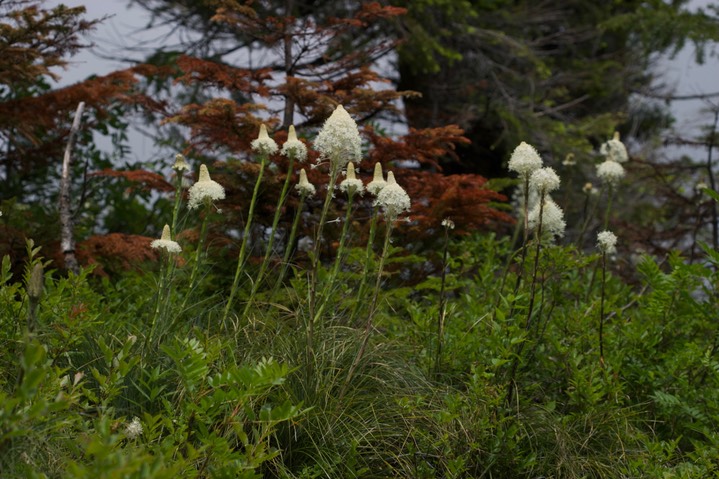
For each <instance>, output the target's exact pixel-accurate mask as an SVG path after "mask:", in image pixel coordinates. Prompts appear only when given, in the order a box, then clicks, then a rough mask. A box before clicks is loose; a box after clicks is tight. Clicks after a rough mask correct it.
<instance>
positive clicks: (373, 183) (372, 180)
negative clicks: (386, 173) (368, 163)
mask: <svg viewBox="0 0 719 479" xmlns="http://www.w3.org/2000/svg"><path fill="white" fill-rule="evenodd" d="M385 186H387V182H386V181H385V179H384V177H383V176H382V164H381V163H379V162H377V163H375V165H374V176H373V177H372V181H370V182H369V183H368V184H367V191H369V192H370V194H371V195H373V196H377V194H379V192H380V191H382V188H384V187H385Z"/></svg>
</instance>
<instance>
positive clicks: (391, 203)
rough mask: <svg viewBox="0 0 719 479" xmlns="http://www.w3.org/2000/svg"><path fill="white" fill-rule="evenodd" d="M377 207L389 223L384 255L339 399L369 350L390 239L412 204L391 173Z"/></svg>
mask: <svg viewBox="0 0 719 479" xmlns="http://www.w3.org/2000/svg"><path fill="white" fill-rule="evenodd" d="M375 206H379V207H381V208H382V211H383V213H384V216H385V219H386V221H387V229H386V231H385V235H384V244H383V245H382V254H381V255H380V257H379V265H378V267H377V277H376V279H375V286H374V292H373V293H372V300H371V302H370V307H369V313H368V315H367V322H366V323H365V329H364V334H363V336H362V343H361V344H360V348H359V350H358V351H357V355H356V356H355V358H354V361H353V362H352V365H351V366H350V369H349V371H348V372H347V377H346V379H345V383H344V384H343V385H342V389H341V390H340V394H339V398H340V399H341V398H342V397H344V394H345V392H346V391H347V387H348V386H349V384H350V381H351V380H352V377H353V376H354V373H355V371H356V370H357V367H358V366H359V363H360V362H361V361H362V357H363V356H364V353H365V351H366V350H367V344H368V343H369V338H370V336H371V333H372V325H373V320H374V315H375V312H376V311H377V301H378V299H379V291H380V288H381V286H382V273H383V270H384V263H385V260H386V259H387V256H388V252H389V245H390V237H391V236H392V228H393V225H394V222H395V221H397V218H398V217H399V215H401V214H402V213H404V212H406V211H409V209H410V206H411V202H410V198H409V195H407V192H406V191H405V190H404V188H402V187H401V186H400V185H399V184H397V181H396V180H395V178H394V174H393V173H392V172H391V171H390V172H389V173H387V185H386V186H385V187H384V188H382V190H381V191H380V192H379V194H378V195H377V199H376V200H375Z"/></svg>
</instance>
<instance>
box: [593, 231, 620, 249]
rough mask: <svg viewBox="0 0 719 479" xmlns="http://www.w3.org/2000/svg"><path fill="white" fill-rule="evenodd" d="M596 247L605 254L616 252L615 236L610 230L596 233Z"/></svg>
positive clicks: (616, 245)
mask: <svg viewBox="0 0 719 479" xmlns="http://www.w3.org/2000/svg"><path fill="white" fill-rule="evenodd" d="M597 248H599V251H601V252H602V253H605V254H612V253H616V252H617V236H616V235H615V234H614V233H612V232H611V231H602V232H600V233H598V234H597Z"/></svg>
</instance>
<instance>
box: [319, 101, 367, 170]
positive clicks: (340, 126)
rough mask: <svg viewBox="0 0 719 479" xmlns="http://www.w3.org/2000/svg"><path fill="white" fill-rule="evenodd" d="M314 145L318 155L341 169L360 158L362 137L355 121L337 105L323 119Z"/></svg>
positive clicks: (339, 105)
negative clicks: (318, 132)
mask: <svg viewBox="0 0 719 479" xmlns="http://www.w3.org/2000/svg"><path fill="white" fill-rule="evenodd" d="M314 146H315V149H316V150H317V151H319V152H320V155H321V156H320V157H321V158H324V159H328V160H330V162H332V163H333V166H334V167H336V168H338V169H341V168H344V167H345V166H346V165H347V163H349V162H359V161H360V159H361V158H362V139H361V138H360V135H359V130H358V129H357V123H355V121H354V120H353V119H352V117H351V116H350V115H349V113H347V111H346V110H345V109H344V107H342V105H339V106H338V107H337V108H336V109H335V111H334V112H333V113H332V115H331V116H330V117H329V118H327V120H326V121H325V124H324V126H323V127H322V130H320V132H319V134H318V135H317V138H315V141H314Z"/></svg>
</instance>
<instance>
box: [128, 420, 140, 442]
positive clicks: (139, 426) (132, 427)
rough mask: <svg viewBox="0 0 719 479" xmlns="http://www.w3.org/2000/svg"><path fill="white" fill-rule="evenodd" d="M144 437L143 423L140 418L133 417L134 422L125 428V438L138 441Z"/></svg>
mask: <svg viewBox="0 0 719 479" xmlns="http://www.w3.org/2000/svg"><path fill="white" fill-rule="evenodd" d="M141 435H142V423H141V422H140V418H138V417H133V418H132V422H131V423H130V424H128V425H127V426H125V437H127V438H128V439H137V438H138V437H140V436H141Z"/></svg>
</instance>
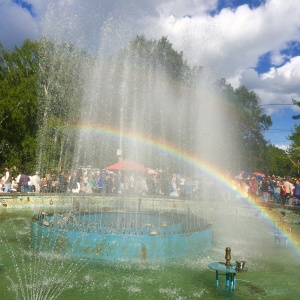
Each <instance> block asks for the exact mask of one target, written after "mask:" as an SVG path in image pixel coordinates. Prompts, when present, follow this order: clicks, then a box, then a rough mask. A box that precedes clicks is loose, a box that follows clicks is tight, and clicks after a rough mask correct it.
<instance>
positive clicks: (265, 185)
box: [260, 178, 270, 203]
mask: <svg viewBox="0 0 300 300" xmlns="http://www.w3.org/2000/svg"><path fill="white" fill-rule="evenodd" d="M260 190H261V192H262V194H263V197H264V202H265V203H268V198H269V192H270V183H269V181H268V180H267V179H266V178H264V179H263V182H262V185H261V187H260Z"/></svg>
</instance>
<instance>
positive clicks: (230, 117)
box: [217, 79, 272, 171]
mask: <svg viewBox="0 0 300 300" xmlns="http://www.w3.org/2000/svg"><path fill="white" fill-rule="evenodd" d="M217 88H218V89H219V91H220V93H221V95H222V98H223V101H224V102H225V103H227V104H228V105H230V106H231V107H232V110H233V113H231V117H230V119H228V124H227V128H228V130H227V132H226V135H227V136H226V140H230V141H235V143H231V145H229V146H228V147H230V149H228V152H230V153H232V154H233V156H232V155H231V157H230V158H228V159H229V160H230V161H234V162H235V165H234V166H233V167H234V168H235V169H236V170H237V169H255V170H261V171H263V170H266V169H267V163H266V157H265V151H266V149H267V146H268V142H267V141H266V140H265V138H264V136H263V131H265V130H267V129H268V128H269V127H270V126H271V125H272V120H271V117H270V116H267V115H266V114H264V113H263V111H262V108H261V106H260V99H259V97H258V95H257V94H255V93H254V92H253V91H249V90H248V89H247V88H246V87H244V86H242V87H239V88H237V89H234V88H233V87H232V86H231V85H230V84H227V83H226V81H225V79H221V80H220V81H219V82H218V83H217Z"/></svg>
•••••
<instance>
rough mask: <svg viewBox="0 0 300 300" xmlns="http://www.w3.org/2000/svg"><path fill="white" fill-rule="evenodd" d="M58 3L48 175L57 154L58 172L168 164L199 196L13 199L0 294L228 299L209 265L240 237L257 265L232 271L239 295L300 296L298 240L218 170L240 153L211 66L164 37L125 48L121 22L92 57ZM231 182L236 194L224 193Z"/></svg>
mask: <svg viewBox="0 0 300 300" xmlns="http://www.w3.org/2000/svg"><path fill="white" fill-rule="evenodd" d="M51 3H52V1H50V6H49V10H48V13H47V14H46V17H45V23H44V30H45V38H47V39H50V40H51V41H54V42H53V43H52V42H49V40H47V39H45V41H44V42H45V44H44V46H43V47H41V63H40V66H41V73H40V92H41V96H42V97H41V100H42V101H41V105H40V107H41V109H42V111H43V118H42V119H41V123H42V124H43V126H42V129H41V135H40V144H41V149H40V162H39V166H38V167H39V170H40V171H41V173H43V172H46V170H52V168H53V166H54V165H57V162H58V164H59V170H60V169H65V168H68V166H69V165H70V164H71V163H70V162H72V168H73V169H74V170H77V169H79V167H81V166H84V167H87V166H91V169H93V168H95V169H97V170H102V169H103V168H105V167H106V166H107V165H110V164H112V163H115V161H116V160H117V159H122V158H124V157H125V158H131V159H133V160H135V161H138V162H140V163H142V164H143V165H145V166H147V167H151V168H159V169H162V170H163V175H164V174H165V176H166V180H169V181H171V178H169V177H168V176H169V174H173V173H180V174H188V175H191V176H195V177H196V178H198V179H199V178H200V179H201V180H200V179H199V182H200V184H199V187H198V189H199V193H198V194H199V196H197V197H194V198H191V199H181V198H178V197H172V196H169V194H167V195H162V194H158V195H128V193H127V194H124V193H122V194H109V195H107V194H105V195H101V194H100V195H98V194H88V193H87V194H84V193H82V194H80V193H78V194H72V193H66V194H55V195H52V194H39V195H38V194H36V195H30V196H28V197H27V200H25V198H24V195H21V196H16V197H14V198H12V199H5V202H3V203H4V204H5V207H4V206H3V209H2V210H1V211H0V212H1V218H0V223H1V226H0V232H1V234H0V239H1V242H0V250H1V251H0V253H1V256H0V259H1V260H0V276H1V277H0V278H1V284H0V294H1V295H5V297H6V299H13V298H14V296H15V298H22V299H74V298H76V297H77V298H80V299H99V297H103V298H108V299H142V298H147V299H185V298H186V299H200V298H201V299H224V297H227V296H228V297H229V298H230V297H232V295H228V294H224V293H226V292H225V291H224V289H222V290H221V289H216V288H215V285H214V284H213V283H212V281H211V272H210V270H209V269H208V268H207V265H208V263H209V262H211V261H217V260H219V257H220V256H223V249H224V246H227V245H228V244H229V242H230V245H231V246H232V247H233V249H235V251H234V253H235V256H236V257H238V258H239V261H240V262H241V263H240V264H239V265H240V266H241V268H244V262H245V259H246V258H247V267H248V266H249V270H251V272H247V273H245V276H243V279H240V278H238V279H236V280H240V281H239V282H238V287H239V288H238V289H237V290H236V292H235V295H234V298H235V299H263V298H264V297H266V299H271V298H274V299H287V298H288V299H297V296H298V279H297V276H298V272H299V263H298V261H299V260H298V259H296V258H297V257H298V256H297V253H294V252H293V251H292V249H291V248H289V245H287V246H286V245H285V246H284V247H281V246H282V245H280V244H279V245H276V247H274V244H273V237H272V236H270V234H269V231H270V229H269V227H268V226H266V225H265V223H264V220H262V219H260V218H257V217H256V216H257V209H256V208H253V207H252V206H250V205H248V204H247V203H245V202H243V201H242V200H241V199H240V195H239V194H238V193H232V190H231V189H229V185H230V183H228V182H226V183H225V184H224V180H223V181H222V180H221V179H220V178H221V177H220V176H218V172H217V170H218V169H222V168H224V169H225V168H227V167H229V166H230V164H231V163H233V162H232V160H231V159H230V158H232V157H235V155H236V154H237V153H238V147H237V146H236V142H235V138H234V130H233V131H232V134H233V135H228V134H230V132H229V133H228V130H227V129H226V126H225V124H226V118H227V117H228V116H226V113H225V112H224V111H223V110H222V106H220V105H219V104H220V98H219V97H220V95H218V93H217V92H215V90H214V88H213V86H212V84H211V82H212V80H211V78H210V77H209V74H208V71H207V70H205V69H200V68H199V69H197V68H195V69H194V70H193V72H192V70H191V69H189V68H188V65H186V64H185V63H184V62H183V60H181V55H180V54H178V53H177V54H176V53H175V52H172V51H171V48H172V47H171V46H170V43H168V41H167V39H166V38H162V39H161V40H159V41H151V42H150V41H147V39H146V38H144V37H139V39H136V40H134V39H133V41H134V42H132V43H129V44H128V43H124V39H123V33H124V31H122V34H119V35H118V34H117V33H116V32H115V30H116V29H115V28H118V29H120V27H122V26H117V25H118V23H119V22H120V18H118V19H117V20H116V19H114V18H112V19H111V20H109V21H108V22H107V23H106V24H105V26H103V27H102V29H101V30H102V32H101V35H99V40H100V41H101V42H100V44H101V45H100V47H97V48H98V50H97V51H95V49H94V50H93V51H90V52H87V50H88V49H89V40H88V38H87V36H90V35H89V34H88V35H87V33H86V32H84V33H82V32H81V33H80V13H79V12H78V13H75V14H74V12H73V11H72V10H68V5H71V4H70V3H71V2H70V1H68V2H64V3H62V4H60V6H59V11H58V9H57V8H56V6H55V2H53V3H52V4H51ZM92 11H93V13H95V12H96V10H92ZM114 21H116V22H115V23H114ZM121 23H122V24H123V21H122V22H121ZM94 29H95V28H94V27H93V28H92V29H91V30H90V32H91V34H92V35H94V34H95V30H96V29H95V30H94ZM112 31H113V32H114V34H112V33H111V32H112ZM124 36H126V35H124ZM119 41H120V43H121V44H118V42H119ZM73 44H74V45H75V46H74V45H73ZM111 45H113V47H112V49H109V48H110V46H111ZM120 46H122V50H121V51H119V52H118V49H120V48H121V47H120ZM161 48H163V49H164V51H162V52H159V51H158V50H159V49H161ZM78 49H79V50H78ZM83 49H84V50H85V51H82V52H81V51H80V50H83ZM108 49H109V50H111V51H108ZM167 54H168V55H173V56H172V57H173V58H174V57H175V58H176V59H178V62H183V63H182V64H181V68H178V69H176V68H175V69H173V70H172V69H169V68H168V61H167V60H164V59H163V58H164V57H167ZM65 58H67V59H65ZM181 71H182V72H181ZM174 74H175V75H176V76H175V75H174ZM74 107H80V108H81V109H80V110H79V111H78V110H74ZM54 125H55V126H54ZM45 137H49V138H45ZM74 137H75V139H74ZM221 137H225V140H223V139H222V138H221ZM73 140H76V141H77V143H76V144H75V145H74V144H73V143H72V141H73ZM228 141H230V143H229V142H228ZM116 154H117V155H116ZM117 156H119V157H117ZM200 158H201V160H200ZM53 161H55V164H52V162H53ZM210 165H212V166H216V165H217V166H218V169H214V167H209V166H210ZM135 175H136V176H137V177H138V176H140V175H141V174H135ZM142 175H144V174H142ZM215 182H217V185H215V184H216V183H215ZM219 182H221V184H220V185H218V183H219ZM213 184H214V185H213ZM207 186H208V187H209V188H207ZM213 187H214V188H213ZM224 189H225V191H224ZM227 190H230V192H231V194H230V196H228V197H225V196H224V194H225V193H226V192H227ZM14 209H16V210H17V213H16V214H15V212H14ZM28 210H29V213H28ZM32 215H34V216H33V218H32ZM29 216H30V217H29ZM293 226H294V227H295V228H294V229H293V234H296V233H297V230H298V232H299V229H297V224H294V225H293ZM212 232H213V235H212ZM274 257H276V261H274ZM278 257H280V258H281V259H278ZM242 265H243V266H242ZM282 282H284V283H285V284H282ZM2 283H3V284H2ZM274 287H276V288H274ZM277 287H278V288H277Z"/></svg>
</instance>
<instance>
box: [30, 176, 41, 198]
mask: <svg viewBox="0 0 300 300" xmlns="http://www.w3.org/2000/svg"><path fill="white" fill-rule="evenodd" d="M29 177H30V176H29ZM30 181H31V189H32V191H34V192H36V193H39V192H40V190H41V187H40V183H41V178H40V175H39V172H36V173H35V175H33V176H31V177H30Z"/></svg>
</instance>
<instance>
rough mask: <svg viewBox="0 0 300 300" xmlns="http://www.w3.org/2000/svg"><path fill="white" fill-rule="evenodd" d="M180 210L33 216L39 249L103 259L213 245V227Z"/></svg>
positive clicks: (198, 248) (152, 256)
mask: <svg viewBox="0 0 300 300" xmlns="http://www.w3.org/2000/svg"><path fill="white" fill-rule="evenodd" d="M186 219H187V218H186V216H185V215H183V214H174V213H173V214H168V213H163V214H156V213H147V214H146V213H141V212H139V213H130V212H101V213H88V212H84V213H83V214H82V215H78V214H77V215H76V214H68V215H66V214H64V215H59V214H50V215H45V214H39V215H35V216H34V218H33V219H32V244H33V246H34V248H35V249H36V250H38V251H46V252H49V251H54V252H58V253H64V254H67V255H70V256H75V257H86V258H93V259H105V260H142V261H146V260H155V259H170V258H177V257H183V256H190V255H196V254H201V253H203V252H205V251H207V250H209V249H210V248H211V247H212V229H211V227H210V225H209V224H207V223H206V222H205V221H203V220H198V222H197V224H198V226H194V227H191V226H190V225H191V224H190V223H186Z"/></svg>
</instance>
•••••
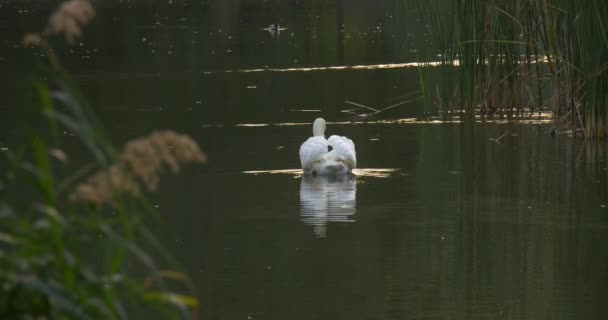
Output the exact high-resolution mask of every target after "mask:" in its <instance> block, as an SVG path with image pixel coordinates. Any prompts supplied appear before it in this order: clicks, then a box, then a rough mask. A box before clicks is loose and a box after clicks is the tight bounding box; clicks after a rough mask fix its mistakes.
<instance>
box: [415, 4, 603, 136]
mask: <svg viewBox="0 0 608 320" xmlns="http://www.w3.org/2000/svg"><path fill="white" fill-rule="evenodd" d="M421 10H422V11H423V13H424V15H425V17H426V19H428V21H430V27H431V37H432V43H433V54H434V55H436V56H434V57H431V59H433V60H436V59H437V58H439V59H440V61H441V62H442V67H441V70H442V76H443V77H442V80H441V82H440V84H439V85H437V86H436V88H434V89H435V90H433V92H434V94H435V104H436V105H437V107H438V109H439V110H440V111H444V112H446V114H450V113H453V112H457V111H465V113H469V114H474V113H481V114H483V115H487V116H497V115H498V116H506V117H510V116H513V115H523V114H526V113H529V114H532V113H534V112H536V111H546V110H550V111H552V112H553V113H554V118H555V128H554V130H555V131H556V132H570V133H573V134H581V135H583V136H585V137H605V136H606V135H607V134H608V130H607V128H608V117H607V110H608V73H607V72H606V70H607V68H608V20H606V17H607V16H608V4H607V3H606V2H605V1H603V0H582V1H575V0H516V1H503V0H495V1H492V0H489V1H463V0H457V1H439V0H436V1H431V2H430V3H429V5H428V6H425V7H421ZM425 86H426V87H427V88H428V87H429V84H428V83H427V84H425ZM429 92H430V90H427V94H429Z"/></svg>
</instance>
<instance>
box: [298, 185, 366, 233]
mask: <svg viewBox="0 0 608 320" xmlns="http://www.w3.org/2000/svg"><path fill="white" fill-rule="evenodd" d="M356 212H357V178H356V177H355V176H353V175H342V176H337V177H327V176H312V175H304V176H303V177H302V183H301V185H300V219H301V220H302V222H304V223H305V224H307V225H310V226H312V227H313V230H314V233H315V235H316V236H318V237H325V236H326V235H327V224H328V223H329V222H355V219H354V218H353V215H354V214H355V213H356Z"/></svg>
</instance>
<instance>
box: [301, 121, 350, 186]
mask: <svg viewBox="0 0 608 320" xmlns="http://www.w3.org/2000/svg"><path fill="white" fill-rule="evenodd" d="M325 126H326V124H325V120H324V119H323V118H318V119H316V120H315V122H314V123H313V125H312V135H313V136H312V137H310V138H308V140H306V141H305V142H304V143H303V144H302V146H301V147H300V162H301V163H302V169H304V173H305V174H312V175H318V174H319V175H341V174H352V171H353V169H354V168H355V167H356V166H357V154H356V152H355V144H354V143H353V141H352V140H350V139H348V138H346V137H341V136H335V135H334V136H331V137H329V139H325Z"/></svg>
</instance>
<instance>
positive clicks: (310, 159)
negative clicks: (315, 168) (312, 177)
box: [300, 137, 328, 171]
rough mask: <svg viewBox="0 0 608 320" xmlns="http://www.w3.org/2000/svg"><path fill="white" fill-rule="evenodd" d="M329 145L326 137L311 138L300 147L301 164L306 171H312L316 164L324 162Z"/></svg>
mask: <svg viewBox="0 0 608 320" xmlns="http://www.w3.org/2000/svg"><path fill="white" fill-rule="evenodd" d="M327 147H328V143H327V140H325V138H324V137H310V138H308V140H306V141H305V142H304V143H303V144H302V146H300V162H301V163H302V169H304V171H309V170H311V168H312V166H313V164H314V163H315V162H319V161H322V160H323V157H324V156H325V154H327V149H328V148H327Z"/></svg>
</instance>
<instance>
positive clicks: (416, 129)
•••••
# Aim of the exercise
Output the lines above, from the line containing "For each <instance>, output" through the line containing "negative clicks: (386, 173) (368, 163)", reproducing each one verbatim.

# Result for this task
For each <instance>, output the target's exact pixel-accurate mask as an SVG path after "mask:", in image pixel coordinates. Prompts appear only when given, in the order a box, then clicks, then a rough mask. A box before clicks is loose; a box after clicks is tight. Clicks after a rough mask correct it.
<instance>
positive clicks: (373, 183) (372, 180)
negative clicks: (386, 173) (368, 163)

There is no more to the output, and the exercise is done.